**Dataset entries**
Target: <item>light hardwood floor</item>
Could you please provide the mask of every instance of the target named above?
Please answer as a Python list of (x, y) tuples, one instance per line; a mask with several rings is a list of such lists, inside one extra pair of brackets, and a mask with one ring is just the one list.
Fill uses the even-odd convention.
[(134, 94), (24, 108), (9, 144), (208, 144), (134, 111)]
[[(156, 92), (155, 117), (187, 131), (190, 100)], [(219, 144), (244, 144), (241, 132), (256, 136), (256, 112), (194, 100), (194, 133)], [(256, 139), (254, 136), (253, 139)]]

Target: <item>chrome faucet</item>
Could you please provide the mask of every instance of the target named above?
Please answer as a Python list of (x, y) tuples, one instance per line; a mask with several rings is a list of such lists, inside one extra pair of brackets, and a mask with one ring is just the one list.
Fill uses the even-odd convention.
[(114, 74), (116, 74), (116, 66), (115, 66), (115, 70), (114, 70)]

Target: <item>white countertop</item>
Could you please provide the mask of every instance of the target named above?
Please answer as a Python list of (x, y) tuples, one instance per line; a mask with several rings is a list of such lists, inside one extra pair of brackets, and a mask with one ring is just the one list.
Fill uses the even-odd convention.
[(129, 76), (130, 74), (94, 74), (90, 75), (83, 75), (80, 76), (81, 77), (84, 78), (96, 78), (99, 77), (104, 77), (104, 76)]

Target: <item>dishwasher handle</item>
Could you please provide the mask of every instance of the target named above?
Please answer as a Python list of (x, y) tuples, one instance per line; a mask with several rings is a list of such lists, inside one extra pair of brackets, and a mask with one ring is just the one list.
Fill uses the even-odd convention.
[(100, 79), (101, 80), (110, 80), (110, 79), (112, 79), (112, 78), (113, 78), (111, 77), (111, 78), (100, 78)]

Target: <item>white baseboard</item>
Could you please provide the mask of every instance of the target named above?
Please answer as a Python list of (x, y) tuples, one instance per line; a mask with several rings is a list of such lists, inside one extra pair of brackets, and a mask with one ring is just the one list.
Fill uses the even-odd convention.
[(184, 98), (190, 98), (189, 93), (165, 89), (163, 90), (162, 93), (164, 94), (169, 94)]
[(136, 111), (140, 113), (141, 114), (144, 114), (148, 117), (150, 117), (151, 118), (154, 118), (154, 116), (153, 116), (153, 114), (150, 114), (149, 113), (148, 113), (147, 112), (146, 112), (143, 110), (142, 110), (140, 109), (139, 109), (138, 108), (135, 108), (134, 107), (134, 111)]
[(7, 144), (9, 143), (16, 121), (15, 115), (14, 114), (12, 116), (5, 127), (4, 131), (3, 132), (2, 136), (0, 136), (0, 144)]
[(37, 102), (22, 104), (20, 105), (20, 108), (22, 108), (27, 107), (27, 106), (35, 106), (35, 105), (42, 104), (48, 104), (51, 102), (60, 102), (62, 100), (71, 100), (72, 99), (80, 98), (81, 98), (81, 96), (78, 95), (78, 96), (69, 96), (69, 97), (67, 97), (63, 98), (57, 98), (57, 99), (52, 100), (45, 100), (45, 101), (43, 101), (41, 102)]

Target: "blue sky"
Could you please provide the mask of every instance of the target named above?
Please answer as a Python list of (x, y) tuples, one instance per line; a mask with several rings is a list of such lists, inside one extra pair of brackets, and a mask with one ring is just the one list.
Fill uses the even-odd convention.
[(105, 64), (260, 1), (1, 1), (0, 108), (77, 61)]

**What the task asks**
Copy out all of the rows above line by line, with each line reproduced word for word.

**Solution for this task**
Target: <item>light hardwood floor</item>
Could you please provide the mask of every instance of the target named above?
Please answer as a Python list of (x, y) tuples, one instance per line; a mask with several rings is a list of such lists, inside one extra pair of brackets, and a mask with one ring is just the one list.
Fill uses the even-odd convention.
[(134, 94), (24, 108), (9, 144), (208, 144), (134, 111)]
[[(156, 92), (155, 117), (187, 131), (190, 100)], [(219, 144), (244, 144), (241, 132), (256, 136), (256, 112), (194, 100), (194, 133)], [(256, 139), (254, 136), (253, 139)]]

Target: <item>chrome faucet</item>
Could you please provide the mask of every instance of the target named above?
Please answer as a Python list of (x, y) tuples, one instance per line; a mask with several rings is a list of such lists, inside one extra pair of brackets, and a mask with one ring is just the one list.
Fill uses the even-odd convention.
[(114, 74), (116, 74), (116, 66), (115, 66), (115, 70), (114, 70)]

Target: <item>white countertop</item>
Could you please provide the mask of every instance of the target named above?
Please answer as a Python list of (x, y) tuples, one instance per line; a mask with several rings is a list of such lists, inside one extra pair of brackets, and a mask with one ring is just the one list.
Fill uses the even-odd convention.
[(129, 76), (130, 74), (94, 74), (90, 75), (83, 75), (80, 76), (81, 77), (84, 78), (96, 78), (99, 77), (104, 77), (104, 76)]

Target: <item>dishwasher handle</item>
Could you please provide the mask of every instance of the target named above?
Please answer as a Python list of (x, y) tuples, one instance per line; a mask with several rings is a list of such lists, inside one extra pair of brackets, and a mask with one ring is just the one list.
Fill uses the even-odd convention.
[(100, 79), (101, 80), (110, 80), (110, 79), (112, 79), (112, 78), (113, 78), (111, 77), (111, 78), (100, 78)]

Target: <item>white baseboard</item>
Could you please provide the mask of every instance of the target named above?
Please answer as a Python list of (x, y) tuples, one instance per line; a mask with several rings is a list of such lists, inside one extra pair of brackets, and a mask with one ring is just the one list.
Fill uses the even-odd convention.
[(184, 98), (190, 98), (189, 93), (165, 89), (163, 90), (162, 93), (164, 94), (169, 94)]
[(136, 111), (140, 113), (141, 114), (144, 114), (148, 117), (150, 117), (151, 118), (154, 118), (154, 116), (153, 116), (153, 114), (150, 114), (149, 113), (148, 113), (147, 112), (146, 112), (143, 110), (142, 110), (140, 109), (139, 109), (138, 108), (135, 108), (134, 107), (134, 111)]
[(7, 144), (9, 143), (16, 121), (15, 115), (14, 114), (12, 116), (5, 127), (4, 131), (3, 132), (2, 136), (0, 136), (0, 144)]
[(37, 102), (22, 104), (20, 105), (20, 108), (22, 108), (27, 107), (27, 106), (35, 106), (35, 105), (42, 104), (48, 104), (51, 102), (60, 102), (62, 100), (71, 100), (72, 99), (80, 98), (81, 98), (81, 96), (78, 95), (78, 96), (69, 96), (69, 97), (67, 97), (63, 98), (57, 98), (57, 99), (52, 100), (45, 100), (45, 101), (43, 101), (41, 102)]

Target: "blue sky"
Could you please provide the mask of every instance of the target named above?
Please answer as a Python list of (x, y) tuples, one instance per line; a mask with several rings is a list of such lists, inside one extra pair of brackets, and a mask with one ring is just the one list.
Fill uses the even-odd convention.
[(105, 64), (260, 1), (1, 1), (0, 108), (77, 61)]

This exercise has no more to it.